- Opening Delimiter -
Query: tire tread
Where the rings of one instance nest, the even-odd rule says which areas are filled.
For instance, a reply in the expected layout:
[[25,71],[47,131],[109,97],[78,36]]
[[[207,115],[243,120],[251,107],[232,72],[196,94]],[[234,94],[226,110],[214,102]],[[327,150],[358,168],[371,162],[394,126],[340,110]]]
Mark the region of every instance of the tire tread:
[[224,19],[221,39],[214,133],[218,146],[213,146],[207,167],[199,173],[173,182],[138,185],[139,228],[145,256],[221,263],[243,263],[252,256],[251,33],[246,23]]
- Closing Delimiter -
| Task item |
I'd like the records returned exactly as they were written, please.

| Your response |
Query: tire tread
Where the rings of one instance nest, the even-odd rule says which areas are filled.
For instance, a reply in the expected layout:
[[25,71],[47,131],[109,97],[78,36]]
[[[207,115],[243,120],[251,107],[232,72],[196,94]],[[234,94],[226,110],[214,102]],[[327,150],[358,168],[371,162],[394,126],[340,110]]]
Mark the region of every instance of the tire tread:
[[224,19],[221,39],[214,133],[218,146],[213,146],[207,167],[199,173],[173,182],[138,185],[139,228],[145,256],[221,263],[243,263],[252,256],[251,33],[246,23]]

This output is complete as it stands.